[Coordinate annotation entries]
[BEGIN]
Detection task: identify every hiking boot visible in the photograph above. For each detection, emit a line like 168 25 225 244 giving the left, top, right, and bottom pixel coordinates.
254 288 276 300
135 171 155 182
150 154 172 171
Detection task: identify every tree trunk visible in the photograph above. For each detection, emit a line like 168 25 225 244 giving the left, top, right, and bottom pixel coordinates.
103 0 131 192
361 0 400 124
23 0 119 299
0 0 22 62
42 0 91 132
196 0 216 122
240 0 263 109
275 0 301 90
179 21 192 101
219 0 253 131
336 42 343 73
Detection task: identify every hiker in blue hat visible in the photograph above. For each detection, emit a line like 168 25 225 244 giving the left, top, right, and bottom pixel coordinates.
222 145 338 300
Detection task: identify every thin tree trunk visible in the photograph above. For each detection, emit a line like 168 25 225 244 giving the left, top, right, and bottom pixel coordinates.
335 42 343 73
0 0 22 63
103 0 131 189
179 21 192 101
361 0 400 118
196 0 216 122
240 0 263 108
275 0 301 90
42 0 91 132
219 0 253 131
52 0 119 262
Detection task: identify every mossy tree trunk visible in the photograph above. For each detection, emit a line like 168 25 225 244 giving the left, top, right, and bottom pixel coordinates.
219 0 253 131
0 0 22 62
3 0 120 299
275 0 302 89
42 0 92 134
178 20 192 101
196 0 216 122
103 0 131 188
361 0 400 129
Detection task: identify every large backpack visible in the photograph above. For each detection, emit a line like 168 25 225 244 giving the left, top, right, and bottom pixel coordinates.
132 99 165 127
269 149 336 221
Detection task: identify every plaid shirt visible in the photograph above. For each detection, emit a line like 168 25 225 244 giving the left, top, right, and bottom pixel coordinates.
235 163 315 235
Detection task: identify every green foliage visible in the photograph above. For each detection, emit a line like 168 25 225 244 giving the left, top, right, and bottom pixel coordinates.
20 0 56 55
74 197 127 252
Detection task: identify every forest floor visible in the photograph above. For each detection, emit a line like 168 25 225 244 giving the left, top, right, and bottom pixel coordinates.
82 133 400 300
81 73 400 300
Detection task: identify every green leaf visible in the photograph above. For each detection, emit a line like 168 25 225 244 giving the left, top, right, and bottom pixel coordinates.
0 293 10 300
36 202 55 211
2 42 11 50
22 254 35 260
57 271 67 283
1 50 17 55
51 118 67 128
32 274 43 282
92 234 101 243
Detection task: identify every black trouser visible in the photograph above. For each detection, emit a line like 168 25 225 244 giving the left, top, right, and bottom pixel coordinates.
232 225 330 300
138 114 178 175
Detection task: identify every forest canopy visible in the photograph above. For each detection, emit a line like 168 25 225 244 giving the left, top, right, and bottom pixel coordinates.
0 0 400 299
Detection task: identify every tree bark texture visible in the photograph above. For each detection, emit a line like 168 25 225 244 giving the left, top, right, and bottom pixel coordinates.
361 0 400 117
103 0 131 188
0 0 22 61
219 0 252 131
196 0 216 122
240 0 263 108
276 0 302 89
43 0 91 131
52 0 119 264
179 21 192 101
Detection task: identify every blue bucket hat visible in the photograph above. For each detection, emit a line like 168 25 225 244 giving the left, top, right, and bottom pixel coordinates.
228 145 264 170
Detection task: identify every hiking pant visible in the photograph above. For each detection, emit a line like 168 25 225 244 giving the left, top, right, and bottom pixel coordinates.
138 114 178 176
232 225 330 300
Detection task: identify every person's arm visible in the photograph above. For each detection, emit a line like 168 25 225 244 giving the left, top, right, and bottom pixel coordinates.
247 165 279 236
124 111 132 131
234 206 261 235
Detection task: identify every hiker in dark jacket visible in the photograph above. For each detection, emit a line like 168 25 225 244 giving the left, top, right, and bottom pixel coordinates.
[END]
## TASK
Identify every line in the records above that contains the string "blue", and copy each of those lines. Case counts.

## RESULT
Detection task: identify every hiker in blue hat visible in the photograph above. For each detection, emit a line like 168 25 225 244 giving the left, top, right, and bottom pixel coordinates.
Detection task: identify every blue bucket hat visible in the photograph above. For each detection, emit a line like 168 25 225 244 giving the left, top, right, and bottom pixel coordinates.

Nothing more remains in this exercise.